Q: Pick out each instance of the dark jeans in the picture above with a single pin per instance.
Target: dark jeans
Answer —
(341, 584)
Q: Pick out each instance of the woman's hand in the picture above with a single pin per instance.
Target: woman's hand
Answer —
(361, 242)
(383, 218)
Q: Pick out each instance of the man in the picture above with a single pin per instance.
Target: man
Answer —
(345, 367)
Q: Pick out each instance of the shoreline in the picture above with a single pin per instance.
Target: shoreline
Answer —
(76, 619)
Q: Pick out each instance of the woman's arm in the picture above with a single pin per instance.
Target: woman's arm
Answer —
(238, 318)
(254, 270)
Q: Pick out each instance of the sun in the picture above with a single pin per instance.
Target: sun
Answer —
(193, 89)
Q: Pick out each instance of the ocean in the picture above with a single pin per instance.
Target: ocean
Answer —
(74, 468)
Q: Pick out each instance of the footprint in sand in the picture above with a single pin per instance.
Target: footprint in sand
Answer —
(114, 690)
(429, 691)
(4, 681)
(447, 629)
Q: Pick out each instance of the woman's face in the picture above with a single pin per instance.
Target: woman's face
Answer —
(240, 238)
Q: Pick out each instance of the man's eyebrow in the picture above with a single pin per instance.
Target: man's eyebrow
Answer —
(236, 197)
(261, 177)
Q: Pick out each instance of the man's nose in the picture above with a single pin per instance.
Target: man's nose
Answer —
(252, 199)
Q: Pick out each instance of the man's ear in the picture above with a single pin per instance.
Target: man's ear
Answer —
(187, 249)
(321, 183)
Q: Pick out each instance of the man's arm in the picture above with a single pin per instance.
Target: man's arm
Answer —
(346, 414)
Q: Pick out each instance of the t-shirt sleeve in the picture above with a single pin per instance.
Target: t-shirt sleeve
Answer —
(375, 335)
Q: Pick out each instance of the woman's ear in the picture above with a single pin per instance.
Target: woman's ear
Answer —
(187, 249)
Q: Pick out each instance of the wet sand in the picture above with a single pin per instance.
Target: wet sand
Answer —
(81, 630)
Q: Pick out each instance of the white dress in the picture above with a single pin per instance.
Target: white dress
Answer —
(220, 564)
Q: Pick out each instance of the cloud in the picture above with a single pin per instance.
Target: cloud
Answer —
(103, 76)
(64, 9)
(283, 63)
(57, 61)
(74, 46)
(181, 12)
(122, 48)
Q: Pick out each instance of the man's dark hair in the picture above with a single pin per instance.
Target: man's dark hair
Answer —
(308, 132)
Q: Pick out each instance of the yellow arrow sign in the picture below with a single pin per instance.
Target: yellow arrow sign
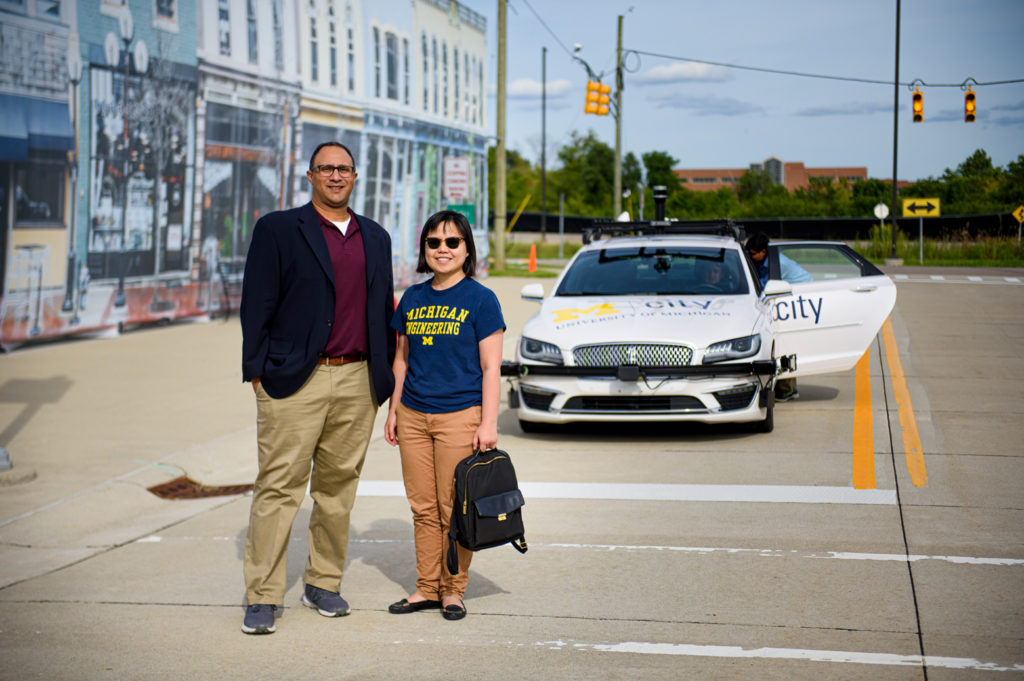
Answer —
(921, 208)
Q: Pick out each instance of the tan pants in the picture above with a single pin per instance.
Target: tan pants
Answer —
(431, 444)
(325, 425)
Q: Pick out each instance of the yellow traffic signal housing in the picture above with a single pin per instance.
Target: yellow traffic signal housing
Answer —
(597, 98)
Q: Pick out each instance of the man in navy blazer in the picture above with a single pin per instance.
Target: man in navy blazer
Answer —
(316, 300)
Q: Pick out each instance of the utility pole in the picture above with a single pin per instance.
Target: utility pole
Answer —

= = =

→ **DO THIS**
Print the records word for word and exclude any picture they hold.

→ **EXERCISE SOLUTION**
Q: Pick out each instance of the dark jeans in the picture above with a single pin per instance.
Target: dark jeans
Answer —
(341, 584)
Q: Pick out each instance of the woman's hand in the picture above with a single pin per instance.
Target: woman's hand
Answer —
(361, 242)
(383, 218)
Q: Pick out each instance of the man in the picture above with a single pin per instance.
Target: man
Answer —
(345, 367)
Q: Pick out each instance of the shoreline in the picture above with a single pin per instance.
Target: shoreline
Answer —
(76, 619)
Q: Pick out each instance of the woman's arm in the picture above with a single pin per instance.
Target: woman's arm
Answer —
(238, 318)
(254, 270)
Q: Pick out each instance of the sun in the picture above with a single pin per instance.
Target: sun
Answer —
(193, 89)
Q: Pick out each instance of the ocean in the picture above with a single pin per instance.
Target: ocean
Answer —
(74, 468)
Q: Pick out each instance of the footprint in sand in the picture above with a single pin per instance.
Target: footprint in sand
Answer —
(114, 690)
(429, 691)
(4, 681)
(447, 629)
Q: Pick out each instance of the woman's face in the picture above with a single pin per instance.
Target: woman's face
Answer —
(240, 238)
Q: Pick out each instance of the man's eyebrow in the picture above with a single pin per instance.
Target: man's eyebrow
Answer —
(236, 197)
(261, 177)
Q: Pick out each instance of the man's nose in the picture above with a single pin per instance.
Target: man's nose
Answer —
(252, 199)
Q: Pick out each instance of the man's ear in the picture above with a single pin per instance.
Target: man's ear
Answer —
(187, 249)
(321, 183)
Q: Pick out each instance of the man's arm in the picture above with a single pin per instance.
Target: man's arm
Answer —
(346, 414)
Q: Pick out each instance of the t-shirt sleeve in the picture above with a single pin per instance.
Target: t-shirt sleeve
Answer —
(375, 335)
Q: Pick out each instance of the woman's ear in the picture above with a single pin per instance.
Target: woman's ear
Answer —
(187, 249)
Q: Pick out each instance of the wet sand in the picture above with a single pin per instance.
Target: wet sand
Answer —
(81, 630)
Q: Pick out each instance of the white dress in the picture above with a single pin per instance.
Target: white dress
Answer —
(220, 564)
Q: Pick out each instance of the cloud in the picture above with a single pin per instance.
Target: cloud
Answer —
(103, 76)
(64, 9)
(283, 63)
(57, 61)
(74, 46)
(181, 12)
(122, 48)
Q: Pick out each instance of the man's dark hair in the picture above with a single pin per instance.
Target: man's dark hair
Answer —
(308, 132)
Q: Pick out each instance of the yellow arrow sign in the picture below with a single pin per instance.
Target: yellow arrow sign
Answer —
(921, 208)
Q: Pick out each instance of the tan pants in the picture above with a single pin per instance.
Target: tan pants
Answer —
(431, 444)
(325, 425)
Q: Pick out each instance of the yellow traffic signal housing in the picture above with a single pin per instance.
Target: yellow traffic signal housing
Answer —
(597, 98)
Q: Pick out each instance of the man in navy blazer in the picture above with a single pin per instance.
Target: man in navy blazer
Answer —
(316, 300)
Q: Pick out each instance of the utility pole in the picture above with a single pin per instance.
Target: utility pole
Answer —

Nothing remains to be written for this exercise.